◆ Tasks to carry out:
(A) In the article on Canada's court system, rewrite the paragraph beginning "In response to physical distancing requirements" as a brief list that keeps its main facts.
(B) According to the article on Canada's court system, what position does Shannon Salter hold?
(C) Pick up the article on Canada's court system after its final sentence and continue it.

◆ Extract:

___

The cracks are really showing
Coronavirus is exposing the weaknesses of the court system in Canada.
Engineers call it a "test to destruction" — the act of submitting a system or a piece of technology to conditions that force it to fail. The idea is to learn why things break to make them stronger.
The COVID-19 pandemic is putting all systems and institutions, public and private, through a collective test to destruction. In the case of Canada's court systems, however, there was never any mystery about where the weaknesses were, as former Chief Justice Beverley McLachlin pointed out yesterday, while lamenting “the courts’ woeful inability to pivot” during this crisis. For decades, lawyers and judges have been complaining about the courts' reliance on paper, in-person appearances and 1980s-era technology. All the pandemic did was prove them right.
"This is the perfect storm and the court system is a leaky boat," said Michael Lesage, a civil practitioner in southwestern Ontario. "The court system was barely functioning before. As far as I'm concerned, this is just a natural progression."
In response to physical distancing requirements, the courts have dramatically restricted access and slowed down their work. The Supreme Court of Canada has adjourned many hearings and is allowing email filing of documents, although lawyers are still expected to cough up paper "within a reasonable time." The federal courts are doing roughly the same things, while provincial courts are postponing or rebooking "non-urgent" hearings and using videoconferencing and teleconferencing for more pressing matters.
In the shorter term, it all promises to make the existing backlogs in the criminal and civil systems far worse. It's also creating what Ottawa-based criminal lawyer Michael Spratt calls a "dangerous, perverse incentive" for his clients to plead guilty in return for time-served.
"I've got clients who've insisted all along they're not guilty, whose cases present a very good chance of acquittal … who are seriously tempted to take plea deals just to avoid being locked up in some overcrowded facility where the chances of getting sick are much higher," he said.
In the longer term, the current crisis could push governments to get serious about using technology and online tribunals to stop squandering court time on low-priority or administrative matters. How serious they get, said one legal market analyst, depends in part on how long the crisis lasts.
"When you've been doing things basically the same way for 200 years, it's not just a habit of mind. You just don't think about it," said legal market analyst Jordan Furlong, principal at Law21 in Ottawa.
"This crisis should force a reckoning. Will it? If the lockdowns end after three or four weeks, it would be like waking someone from a drunken stupor but then leaving him alone — he'll fall right back asleep. The system would stagger on.
"But if this goes on for months, and it looks increasingly like it will, no one's going back to sleep."
That reckoning, if it comes, might do more than convince courts to embrace online options for sharing documents and holding hearings. It could even lead to a sea-change in the way justice is administered in this country, said Shannon Salter, chair of British Columbia's Civil Resolution Tribunal (CRT).

___

[Stored entries]
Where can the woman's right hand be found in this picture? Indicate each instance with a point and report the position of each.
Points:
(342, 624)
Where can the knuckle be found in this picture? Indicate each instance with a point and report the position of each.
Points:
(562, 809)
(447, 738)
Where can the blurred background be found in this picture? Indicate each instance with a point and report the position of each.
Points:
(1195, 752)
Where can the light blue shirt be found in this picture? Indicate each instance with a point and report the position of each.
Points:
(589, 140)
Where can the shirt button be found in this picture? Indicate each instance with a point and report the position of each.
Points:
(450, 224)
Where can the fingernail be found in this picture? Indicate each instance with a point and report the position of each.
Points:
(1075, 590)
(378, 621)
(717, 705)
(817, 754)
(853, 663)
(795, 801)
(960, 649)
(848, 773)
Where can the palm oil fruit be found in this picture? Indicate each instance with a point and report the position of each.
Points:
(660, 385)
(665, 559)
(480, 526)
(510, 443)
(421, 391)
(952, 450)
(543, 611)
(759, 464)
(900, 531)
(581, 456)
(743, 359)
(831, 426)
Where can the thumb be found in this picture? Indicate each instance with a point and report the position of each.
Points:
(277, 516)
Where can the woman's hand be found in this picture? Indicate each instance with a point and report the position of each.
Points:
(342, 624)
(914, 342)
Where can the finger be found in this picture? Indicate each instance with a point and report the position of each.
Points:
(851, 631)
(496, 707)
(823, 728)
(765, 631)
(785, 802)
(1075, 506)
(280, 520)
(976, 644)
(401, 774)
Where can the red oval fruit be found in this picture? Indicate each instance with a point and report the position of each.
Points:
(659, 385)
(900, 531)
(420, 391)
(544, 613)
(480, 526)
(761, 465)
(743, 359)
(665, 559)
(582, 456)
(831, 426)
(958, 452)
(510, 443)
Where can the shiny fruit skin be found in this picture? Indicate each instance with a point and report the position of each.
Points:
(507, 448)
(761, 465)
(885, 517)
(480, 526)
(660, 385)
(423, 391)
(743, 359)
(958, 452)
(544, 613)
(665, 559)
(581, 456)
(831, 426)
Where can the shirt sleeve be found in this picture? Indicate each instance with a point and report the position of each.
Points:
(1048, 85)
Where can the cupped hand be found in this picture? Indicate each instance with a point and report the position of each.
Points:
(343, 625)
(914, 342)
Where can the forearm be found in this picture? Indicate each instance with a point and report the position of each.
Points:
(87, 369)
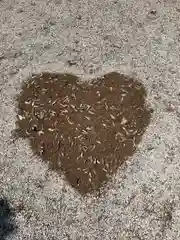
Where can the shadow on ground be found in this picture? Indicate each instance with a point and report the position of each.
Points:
(7, 225)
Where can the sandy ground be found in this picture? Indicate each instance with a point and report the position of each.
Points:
(136, 37)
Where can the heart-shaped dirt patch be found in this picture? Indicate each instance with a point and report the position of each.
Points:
(86, 130)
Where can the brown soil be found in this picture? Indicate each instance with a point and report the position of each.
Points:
(85, 130)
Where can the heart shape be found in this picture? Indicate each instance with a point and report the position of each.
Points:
(86, 130)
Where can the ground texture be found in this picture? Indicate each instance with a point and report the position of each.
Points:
(89, 39)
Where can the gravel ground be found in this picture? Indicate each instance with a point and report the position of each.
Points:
(89, 38)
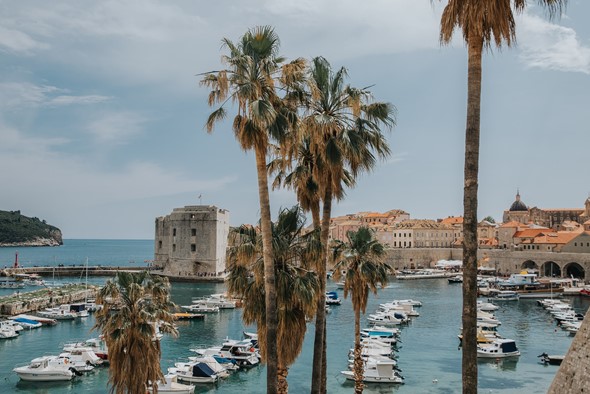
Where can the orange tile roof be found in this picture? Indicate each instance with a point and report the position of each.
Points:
(513, 224)
(453, 220)
(560, 237)
(531, 232)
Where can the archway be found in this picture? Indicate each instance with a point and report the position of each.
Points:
(575, 270)
(551, 269)
(530, 266)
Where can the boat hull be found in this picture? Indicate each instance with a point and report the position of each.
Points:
(45, 377)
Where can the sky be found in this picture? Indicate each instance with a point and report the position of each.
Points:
(102, 116)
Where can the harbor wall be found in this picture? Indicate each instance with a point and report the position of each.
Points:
(505, 261)
(573, 376)
(26, 302)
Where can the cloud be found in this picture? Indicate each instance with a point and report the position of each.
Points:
(116, 127)
(549, 46)
(397, 157)
(17, 41)
(19, 95)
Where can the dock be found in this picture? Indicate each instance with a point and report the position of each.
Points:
(47, 297)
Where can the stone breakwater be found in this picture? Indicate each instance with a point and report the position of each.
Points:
(34, 242)
(32, 301)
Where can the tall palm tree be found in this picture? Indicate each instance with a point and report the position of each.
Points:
(343, 127)
(297, 284)
(253, 74)
(133, 305)
(362, 260)
(482, 23)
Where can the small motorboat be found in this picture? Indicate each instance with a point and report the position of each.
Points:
(551, 359)
(46, 369)
(384, 372)
(170, 385)
(193, 372)
(332, 298)
(498, 348)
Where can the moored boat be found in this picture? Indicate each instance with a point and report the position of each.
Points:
(498, 348)
(46, 369)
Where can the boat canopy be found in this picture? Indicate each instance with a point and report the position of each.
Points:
(509, 347)
(202, 370)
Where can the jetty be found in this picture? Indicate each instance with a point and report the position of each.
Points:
(47, 297)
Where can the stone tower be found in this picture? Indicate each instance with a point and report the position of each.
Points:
(192, 241)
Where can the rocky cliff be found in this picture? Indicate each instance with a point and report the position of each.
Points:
(20, 230)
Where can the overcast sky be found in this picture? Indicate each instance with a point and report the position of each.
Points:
(102, 117)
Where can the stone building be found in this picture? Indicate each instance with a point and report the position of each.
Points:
(192, 241)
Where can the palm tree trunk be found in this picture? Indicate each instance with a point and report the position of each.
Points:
(271, 354)
(469, 368)
(319, 366)
(283, 385)
(358, 361)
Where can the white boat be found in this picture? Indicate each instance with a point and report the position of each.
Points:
(503, 295)
(170, 385)
(385, 319)
(46, 369)
(383, 373)
(244, 352)
(57, 313)
(193, 372)
(221, 370)
(82, 359)
(423, 274)
(487, 306)
(200, 308)
(456, 279)
(216, 300)
(498, 348)
(26, 323)
(97, 345)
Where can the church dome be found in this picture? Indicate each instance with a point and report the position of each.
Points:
(518, 205)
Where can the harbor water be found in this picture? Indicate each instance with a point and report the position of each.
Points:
(429, 355)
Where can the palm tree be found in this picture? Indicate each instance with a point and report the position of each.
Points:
(362, 260)
(482, 23)
(343, 129)
(135, 306)
(253, 74)
(297, 285)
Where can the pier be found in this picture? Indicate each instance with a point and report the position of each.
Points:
(47, 297)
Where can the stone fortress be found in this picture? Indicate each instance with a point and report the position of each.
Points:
(191, 242)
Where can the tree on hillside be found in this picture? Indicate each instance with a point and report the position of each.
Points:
(135, 307)
(254, 73)
(483, 23)
(343, 127)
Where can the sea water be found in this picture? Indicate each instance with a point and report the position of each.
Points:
(429, 354)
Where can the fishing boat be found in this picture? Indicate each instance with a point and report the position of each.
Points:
(170, 385)
(384, 372)
(193, 372)
(503, 295)
(7, 331)
(551, 359)
(46, 369)
(528, 286)
(498, 348)
(332, 298)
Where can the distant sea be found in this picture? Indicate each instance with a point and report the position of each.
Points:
(76, 251)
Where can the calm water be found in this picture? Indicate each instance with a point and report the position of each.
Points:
(429, 350)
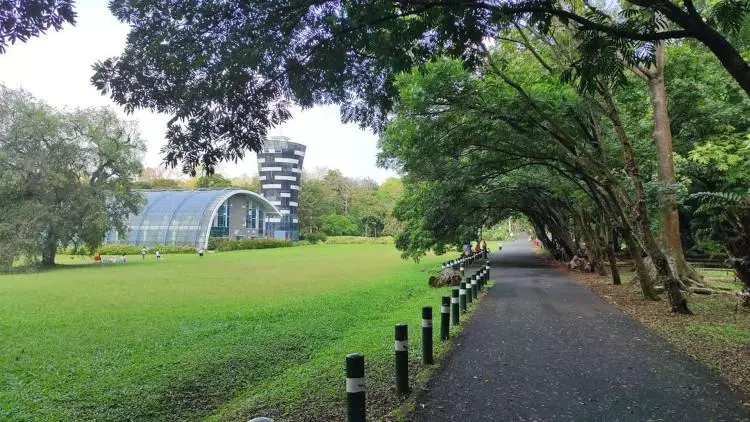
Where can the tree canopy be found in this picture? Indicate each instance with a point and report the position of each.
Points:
(24, 19)
(227, 71)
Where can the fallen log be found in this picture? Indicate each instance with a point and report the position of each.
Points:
(696, 290)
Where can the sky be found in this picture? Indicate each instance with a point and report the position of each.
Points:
(56, 68)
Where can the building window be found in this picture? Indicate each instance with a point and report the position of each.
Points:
(252, 217)
(223, 215)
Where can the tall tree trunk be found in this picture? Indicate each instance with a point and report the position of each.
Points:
(613, 258)
(640, 217)
(49, 251)
(670, 219)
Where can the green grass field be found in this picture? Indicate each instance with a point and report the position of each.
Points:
(226, 337)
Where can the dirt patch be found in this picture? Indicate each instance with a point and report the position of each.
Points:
(718, 335)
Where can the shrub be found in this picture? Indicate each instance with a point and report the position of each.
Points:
(314, 238)
(122, 249)
(352, 240)
(236, 245)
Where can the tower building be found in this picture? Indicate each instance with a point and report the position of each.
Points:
(279, 170)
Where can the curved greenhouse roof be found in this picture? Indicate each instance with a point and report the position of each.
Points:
(186, 217)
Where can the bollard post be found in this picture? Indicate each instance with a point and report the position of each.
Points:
(454, 306)
(462, 297)
(355, 388)
(427, 335)
(402, 359)
(445, 316)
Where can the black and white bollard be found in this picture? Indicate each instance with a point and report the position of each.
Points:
(427, 335)
(355, 388)
(454, 306)
(462, 297)
(402, 359)
(445, 318)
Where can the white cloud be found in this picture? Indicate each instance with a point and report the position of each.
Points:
(56, 67)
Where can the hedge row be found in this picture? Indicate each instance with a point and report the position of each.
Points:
(222, 245)
(352, 240)
(122, 249)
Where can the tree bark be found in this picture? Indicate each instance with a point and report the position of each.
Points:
(613, 259)
(49, 251)
(662, 134)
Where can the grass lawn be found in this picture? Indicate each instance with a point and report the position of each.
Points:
(226, 337)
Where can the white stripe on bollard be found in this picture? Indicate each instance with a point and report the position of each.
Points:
(355, 385)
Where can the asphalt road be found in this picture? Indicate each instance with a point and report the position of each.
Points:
(541, 347)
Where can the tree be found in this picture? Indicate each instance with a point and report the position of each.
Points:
(225, 71)
(65, 177)
(316, 200)
(24, 19)
(339, 225)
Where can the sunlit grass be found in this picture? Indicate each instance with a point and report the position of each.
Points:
(227, 335)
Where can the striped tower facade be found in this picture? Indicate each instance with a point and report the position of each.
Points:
(279, 169)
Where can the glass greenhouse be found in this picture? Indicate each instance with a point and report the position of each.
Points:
(191, 217)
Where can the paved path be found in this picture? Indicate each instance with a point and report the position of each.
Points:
(541, 347)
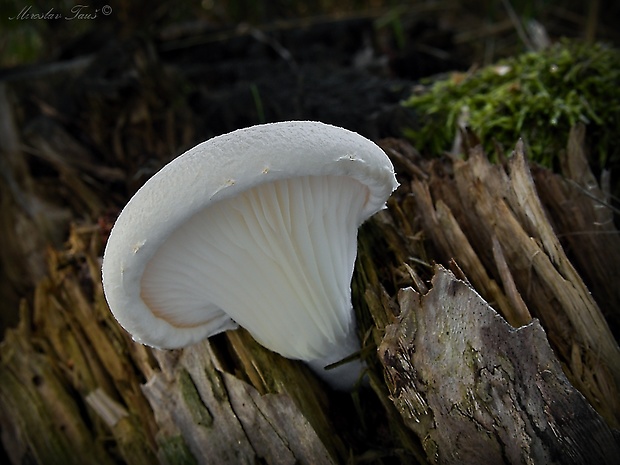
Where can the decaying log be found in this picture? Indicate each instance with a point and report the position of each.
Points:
(479, 391)
(491, 220)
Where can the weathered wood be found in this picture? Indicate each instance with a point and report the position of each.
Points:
(483, 209)
(222, 419)
(480, 391)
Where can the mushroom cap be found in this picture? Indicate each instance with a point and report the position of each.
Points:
(205, 178)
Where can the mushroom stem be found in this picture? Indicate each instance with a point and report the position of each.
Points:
(342, 377)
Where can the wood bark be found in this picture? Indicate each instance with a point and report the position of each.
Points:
(480, 391)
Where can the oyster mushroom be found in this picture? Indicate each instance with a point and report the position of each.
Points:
(256, 228)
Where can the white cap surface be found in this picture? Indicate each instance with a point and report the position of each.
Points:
(257, 227)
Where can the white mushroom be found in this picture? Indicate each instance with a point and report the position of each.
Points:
(256, 228)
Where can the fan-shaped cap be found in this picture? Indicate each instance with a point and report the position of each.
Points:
(257, 227)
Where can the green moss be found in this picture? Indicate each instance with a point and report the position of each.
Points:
(537, 96)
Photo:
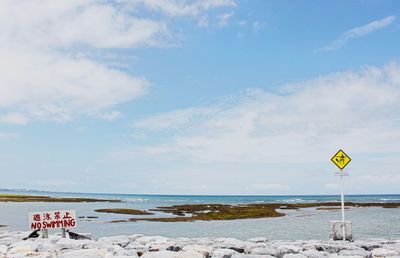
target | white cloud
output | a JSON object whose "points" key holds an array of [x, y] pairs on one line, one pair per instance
{"points": [[185, 8], [47, 69], [13, 118], [357, 111], [223, 19], [8, 136], [358, 32]]}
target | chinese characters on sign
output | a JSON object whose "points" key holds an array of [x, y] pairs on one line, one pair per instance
{"points": [[341, 159], [52, 219]]}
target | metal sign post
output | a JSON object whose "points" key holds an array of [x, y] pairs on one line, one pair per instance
{"points": [[341, 159], [342, 199]]}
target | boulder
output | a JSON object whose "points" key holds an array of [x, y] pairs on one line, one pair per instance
{"points": [[71, 244], [258, 240], [383, 252], [356, 252], [203, 249], [223, 253], [86, 253], [294, 256], [314, 254], [171, 254], [114, 240], [264, 251], [251, 256]]}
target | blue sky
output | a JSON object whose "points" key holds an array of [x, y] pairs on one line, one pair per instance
{"points": [[199, 97]]}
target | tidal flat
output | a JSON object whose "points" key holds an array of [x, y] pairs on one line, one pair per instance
{"points": [[39, 198], [207, 212]]}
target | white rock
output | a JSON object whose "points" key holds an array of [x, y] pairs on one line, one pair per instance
{"points": [[114, 240], [383, 252], [264, 251], [360, 252], [171, 254], [294, 256], [151, 239], [170, 246], [223, 253], [203, 249], [23, 247], [251, 256], [92, 253], [3, 249], [258, 240], [314, 254], [289, 249], [71, 244], [139, 248]]}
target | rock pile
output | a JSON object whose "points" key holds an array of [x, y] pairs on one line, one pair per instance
{"points": [[12, 246]]}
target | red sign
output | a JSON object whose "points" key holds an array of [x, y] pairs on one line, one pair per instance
{"points": [[52, 219]]}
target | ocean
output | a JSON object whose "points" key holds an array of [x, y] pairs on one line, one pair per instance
{"points": [[304, 224]]}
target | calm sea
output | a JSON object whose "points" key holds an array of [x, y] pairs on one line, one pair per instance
{"points": [[303, 224]]}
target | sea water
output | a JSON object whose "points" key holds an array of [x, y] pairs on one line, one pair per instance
{"points": [[304, 224]]}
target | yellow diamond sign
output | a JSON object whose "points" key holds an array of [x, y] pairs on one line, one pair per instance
{"points": [[341, 159]]}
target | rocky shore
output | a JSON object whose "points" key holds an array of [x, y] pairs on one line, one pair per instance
{"points": [[12, 246]]}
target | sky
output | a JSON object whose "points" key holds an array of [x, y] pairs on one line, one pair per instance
{"points": [[224, 97]]}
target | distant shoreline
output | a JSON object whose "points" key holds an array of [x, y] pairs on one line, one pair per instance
{"points": [[192, 195], [40, 198], [148, 246], [199, 212]]}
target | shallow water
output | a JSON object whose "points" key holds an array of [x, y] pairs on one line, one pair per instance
{"points": [[304, 224]]}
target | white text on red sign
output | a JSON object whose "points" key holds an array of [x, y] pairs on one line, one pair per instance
{"points": [[52, 219]]}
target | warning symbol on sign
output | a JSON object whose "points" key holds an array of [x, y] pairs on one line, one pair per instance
{"points": [[341, 159]]}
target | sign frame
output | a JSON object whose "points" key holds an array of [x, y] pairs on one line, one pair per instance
{"points": [[345, 155]]}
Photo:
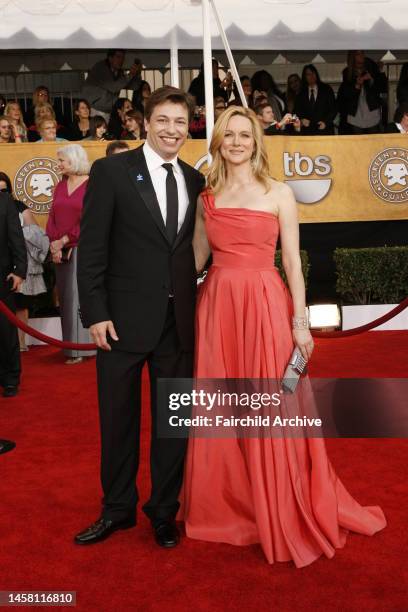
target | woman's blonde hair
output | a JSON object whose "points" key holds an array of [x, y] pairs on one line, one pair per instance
{"points": [[217, 172], [77, 157], [21, 126]]}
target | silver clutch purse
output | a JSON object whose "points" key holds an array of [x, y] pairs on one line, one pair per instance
{"points": [[294, 369]]}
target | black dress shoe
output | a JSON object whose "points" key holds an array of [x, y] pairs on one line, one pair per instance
{"points": [[166, 534], [10, 391], [6, 445], [102, 529]]}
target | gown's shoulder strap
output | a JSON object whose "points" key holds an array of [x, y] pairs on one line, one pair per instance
{"points": [[208, 200]]}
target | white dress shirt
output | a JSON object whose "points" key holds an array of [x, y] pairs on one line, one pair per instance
{"points": [[158, 174]]}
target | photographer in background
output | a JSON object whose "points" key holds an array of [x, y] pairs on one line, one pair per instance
{"points": [[287, 125], [13, 269], [105, 81], [359, 97]]}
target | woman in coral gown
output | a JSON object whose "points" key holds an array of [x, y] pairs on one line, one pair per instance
{"points": [[280, 492]]}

___

◆ Exercise responses:
(A)
- Because of physical distancing requirements, the courts have sharply restricted access and slowed their work.
- The Supreme Court of Canada has adjourned many hearings and allows documents to be filed by email, but lawyers must still supply paper copies "within a reasonable time."
- The federal courts are taking roughly the same measures.
- Provincial courts are postponing or rebooking "non-urgent" hearings and handling more pressing matters by videoconference and teleconference.

(B) She is chair of British Columbia's Civil Resolution Tribunal (CRT).

(C)
"I think the first step isn't technological. It's a change of mindset, away from serving institutions toward understanding the experience of the people who actually use the system," she said.
The CRT is Canada's first online tribunal. It started in July 2016 with jurisdiction over B.C.'s condo disputes, then expanded to cover small claims. Last year it was given jurisdiction over most motor vehicle personal injury disputes.
The CRT is widely cited as a model for turning lower-priority or less contentious disputes over to online tribunals that lean on mediation and negotiation to solve problems. Furlong said he thinks we could see CRTs set up in every province by the end of the year — and he thinks their approach should be used for family law as well.
"I don't think we could use CRTs for criminal law, but if you took some things out of the courts system, criminal trials would fly by. The backlog would evaporate," he said.
"Family law shouldn't even come anywhere near a court — it should be moved out of the system altogether. Nobody involved thinks these things are best settled with the involvement of judges and lawyers. They can move to mediation, arbitration or tribunals."
The CRT model is faster and less expensive to run than bricks-and-mortar court systems. It's also a lot easier and cheaper for its clients to access. And because B.C.'s CRT operates online, it hasn't missed a step due to pandemic measures.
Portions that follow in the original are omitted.